_EXERCISE GOAL_. Below are some records; find each line that carries the word "positive" and copy it.

[Stored data]
------------------------

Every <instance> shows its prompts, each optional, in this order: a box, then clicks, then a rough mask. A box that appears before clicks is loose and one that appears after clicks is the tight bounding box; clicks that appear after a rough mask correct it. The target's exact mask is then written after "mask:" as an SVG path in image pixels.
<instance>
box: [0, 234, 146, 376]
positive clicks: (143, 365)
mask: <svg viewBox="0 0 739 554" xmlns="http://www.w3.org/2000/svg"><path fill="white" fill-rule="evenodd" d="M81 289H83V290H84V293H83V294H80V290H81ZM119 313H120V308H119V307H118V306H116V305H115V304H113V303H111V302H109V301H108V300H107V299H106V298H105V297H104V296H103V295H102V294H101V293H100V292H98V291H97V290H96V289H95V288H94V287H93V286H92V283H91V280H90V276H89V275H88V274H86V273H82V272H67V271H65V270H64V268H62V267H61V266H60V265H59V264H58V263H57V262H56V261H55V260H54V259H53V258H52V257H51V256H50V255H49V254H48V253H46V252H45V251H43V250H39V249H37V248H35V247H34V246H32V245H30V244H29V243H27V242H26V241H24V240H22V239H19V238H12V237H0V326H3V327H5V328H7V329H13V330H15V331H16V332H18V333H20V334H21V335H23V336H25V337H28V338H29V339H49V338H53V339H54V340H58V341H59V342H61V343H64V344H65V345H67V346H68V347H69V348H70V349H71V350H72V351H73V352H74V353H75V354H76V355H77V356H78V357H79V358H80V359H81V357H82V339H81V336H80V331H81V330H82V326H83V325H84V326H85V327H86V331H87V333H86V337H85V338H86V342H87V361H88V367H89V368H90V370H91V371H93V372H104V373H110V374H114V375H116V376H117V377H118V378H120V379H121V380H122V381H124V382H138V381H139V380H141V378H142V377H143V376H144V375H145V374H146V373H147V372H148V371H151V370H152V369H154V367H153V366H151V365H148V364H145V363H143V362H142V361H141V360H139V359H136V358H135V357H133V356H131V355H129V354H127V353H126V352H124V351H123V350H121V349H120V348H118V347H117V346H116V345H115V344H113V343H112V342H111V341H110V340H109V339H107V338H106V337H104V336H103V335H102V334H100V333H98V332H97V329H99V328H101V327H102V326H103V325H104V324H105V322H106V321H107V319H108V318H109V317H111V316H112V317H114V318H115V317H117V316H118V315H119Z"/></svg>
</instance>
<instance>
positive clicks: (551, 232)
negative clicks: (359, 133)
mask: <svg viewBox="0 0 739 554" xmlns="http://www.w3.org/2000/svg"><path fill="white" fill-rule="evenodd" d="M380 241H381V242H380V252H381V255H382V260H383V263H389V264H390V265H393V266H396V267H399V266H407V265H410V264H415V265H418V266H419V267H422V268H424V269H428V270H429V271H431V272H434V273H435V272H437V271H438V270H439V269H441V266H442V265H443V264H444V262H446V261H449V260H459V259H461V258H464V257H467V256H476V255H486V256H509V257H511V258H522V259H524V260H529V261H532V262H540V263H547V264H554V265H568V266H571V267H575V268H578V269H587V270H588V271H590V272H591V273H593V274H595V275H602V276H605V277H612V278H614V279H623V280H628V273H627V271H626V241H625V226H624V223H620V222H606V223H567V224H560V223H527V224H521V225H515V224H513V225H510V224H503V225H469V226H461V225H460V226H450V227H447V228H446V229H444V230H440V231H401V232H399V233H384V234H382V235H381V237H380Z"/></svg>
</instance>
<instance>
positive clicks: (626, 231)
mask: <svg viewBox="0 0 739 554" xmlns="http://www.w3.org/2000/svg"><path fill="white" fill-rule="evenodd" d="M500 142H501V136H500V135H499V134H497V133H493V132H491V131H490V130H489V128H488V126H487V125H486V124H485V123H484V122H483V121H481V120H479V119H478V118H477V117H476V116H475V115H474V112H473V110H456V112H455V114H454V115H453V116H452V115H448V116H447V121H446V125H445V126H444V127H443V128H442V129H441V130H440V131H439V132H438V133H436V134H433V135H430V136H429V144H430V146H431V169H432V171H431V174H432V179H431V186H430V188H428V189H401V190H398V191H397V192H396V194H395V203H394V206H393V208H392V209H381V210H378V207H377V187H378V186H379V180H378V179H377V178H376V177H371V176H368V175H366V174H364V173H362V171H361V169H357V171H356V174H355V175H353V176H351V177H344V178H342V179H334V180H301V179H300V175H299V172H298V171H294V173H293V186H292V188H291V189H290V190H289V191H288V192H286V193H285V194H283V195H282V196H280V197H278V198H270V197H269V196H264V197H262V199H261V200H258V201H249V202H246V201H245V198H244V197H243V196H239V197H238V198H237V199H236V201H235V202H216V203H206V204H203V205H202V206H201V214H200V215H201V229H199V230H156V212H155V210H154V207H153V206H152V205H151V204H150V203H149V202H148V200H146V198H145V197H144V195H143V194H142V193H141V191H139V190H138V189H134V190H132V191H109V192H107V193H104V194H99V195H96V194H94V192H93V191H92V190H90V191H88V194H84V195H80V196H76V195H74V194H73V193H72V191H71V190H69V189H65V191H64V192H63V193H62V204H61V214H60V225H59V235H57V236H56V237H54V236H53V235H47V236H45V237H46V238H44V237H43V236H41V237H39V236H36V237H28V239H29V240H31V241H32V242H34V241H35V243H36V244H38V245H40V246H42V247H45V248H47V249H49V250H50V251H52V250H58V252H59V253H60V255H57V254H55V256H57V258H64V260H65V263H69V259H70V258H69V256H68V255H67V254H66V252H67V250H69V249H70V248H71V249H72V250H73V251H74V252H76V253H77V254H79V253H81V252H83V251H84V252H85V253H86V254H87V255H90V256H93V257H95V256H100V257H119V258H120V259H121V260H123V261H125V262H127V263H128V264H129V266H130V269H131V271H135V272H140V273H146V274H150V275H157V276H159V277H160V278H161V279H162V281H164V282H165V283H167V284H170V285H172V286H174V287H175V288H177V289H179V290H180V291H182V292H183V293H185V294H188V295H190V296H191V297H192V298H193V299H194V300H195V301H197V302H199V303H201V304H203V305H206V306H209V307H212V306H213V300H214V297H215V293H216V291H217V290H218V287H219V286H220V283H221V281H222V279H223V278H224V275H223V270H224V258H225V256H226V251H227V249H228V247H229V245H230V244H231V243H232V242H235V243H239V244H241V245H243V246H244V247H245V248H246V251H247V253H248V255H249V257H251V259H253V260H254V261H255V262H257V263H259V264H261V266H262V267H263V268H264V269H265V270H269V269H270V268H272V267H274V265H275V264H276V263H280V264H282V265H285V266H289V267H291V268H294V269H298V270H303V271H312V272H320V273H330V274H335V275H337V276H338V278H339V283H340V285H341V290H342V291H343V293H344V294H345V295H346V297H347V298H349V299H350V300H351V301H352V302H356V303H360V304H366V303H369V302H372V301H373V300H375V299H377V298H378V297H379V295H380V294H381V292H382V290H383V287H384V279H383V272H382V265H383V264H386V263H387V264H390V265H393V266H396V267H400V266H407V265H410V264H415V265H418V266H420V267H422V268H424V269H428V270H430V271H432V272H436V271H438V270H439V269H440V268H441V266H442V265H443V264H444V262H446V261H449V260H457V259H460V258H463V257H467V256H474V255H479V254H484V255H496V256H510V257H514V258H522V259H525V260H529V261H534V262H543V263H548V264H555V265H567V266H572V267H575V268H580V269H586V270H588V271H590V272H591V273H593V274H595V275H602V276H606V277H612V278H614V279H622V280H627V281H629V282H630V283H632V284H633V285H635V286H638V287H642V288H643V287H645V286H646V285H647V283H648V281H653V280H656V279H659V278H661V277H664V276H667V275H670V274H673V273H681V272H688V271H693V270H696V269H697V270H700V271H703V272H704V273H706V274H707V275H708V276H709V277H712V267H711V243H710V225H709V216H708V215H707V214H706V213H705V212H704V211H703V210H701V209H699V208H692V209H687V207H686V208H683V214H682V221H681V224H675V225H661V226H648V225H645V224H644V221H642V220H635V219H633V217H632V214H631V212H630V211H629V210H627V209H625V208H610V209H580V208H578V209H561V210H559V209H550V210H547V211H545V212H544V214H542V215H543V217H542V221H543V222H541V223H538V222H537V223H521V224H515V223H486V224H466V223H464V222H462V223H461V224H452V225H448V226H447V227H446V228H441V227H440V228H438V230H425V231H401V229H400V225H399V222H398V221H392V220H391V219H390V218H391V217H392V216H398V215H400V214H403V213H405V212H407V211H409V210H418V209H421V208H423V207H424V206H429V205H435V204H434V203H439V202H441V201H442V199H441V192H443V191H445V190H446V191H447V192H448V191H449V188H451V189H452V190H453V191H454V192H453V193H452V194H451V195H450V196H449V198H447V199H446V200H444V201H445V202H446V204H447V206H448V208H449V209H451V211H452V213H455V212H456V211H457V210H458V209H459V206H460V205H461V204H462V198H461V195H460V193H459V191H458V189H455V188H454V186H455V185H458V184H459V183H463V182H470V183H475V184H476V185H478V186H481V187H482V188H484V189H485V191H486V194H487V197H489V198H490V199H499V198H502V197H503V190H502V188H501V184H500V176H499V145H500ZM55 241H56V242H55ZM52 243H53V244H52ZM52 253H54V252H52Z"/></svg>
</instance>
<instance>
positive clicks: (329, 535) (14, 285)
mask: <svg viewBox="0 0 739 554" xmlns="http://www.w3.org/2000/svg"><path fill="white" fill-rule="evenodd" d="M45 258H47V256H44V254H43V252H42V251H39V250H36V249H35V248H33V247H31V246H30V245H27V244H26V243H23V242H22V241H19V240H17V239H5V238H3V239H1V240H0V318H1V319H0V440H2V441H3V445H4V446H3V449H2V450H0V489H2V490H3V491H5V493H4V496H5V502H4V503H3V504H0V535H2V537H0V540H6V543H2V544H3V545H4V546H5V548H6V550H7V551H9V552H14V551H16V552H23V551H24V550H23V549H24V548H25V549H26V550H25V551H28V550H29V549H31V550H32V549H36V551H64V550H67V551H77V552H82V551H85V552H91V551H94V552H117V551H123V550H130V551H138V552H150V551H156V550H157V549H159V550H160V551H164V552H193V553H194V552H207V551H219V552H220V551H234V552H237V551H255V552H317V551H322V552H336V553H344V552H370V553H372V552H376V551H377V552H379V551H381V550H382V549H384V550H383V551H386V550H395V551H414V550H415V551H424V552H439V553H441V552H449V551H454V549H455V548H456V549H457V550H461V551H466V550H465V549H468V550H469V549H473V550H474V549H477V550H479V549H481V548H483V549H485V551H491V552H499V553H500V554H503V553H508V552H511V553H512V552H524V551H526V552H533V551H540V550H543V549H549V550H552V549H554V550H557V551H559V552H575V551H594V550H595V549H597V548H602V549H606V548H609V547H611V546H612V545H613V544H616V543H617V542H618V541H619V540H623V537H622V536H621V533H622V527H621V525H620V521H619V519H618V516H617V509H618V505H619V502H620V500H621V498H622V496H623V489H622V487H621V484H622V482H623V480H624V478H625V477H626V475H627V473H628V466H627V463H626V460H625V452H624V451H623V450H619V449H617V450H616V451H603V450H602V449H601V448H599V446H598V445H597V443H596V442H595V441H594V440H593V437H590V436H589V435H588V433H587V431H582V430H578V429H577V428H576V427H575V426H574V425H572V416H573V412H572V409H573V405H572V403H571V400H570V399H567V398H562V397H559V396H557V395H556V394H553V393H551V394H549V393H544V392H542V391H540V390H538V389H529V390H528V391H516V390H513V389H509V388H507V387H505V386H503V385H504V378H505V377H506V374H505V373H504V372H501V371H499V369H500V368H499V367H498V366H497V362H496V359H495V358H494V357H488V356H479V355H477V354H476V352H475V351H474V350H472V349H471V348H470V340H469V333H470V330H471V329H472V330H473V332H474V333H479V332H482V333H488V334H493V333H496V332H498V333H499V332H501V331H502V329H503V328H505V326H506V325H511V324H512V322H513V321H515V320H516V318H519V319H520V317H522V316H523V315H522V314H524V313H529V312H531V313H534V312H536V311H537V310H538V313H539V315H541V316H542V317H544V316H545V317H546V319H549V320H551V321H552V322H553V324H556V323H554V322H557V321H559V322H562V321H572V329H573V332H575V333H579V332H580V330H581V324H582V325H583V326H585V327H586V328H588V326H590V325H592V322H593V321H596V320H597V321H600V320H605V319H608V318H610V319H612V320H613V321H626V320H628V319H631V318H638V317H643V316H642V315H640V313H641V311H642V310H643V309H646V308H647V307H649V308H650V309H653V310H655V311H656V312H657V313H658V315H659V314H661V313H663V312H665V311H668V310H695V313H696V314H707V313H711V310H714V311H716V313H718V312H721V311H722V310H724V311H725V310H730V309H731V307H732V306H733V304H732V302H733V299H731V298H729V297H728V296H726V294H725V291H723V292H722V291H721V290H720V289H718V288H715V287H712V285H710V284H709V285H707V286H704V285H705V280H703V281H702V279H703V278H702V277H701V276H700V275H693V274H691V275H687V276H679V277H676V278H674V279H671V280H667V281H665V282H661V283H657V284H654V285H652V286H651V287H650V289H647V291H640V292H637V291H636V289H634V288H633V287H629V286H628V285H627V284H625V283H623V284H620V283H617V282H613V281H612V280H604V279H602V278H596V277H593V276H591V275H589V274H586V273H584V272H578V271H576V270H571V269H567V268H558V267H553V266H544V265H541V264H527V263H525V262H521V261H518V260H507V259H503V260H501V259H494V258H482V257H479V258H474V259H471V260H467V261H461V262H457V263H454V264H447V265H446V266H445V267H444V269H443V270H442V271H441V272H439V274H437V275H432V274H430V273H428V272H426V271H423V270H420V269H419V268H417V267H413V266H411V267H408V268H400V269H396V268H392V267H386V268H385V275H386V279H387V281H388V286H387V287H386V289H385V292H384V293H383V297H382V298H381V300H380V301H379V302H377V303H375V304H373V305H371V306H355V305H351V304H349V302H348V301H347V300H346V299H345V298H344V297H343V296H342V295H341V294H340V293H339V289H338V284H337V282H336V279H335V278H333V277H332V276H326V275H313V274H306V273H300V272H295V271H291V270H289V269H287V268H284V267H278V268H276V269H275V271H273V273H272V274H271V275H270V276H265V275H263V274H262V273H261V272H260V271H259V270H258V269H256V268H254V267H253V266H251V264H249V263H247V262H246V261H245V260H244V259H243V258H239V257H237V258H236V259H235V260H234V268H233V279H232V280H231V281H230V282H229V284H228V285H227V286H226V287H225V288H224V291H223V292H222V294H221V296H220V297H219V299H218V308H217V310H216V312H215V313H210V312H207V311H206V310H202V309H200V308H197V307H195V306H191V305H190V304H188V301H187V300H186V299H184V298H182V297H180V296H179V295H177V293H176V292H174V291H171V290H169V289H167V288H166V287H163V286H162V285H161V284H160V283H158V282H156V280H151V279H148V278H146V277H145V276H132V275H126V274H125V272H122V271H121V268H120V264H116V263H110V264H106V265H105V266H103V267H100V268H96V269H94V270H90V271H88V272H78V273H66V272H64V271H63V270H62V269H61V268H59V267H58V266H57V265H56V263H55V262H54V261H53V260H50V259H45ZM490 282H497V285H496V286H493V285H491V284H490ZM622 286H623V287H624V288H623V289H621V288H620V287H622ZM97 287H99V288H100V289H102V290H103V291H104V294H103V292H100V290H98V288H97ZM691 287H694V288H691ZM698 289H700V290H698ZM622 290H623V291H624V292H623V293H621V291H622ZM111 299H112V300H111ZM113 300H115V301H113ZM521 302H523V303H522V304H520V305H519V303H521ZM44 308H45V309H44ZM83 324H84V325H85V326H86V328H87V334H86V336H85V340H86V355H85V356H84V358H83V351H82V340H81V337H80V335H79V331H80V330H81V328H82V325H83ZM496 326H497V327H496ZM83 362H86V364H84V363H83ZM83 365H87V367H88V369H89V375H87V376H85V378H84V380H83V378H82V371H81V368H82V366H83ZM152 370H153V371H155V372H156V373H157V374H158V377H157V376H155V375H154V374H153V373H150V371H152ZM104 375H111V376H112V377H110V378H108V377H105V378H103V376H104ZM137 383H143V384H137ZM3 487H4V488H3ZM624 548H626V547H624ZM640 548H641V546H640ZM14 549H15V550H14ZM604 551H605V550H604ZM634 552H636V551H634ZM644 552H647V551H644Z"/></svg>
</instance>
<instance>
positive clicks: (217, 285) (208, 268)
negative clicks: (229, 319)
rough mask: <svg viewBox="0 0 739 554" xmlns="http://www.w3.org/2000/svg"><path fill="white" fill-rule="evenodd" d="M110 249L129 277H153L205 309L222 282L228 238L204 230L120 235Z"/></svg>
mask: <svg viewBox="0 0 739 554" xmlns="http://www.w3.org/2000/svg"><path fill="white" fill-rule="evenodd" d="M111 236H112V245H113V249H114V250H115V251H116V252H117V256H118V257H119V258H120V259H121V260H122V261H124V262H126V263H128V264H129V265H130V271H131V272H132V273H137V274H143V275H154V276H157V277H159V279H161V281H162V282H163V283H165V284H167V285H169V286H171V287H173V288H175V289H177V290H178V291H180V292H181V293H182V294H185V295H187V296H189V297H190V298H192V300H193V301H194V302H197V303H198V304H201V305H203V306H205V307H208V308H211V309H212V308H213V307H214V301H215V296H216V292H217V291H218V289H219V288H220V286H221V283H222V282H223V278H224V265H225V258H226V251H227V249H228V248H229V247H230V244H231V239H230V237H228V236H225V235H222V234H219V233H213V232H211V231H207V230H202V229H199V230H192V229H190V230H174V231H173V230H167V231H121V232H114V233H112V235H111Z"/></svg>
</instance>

------------------------

_SOLUTION FOR THIS PROBLEM_.
positive clicks: (143, 365)
positive clicks: (551, 232)
positive clicks: (626, 231)
positive clicks: (329, 535) (14, 285)
positive clicks: (217, 285) (208, 268)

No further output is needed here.